> **PROBLEM REQUIREMENTS**
In the listing that follows, how many lines have the word "below" in them? Give only the number.

> **ENTRIES PROVIDED**
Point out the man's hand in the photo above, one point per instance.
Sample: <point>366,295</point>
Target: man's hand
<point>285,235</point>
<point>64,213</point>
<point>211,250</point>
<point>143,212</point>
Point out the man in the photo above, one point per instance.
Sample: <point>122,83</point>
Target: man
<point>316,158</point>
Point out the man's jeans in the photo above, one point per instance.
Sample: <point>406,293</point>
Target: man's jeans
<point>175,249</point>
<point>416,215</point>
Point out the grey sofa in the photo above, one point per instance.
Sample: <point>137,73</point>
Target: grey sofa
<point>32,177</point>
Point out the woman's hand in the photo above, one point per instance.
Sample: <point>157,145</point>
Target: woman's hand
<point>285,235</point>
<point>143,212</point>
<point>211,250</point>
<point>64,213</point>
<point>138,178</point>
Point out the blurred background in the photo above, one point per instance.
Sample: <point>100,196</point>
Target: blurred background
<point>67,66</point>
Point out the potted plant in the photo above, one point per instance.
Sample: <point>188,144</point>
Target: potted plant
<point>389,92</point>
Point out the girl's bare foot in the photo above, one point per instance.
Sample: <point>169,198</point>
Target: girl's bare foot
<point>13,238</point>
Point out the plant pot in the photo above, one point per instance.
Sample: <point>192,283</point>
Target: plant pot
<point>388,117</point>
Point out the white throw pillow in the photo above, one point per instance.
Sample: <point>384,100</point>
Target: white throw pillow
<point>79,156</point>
==
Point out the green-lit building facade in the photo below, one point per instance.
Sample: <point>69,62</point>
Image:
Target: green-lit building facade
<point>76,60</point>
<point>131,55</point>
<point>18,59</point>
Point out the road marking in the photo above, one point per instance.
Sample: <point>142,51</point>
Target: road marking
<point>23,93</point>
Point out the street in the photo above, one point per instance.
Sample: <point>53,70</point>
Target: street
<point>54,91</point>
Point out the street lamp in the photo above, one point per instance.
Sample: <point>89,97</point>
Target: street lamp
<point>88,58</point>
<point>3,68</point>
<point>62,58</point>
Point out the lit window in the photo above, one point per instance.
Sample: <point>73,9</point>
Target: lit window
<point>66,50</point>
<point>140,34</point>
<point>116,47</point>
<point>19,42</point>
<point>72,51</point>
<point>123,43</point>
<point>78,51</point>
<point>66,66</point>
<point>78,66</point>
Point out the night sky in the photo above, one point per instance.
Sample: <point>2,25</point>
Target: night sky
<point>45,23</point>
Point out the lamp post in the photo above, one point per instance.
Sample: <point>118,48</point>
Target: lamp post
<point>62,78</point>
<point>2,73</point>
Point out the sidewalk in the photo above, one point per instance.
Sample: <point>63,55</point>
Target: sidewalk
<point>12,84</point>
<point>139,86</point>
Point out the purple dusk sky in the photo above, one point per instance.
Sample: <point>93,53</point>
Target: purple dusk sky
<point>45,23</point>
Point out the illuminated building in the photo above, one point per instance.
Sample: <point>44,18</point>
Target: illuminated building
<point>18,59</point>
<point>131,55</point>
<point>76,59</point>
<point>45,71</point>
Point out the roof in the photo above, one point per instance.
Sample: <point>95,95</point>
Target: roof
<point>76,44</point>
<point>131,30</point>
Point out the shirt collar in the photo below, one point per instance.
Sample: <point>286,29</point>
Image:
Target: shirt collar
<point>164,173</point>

> **SOLUTION FOR THIS TASK**
2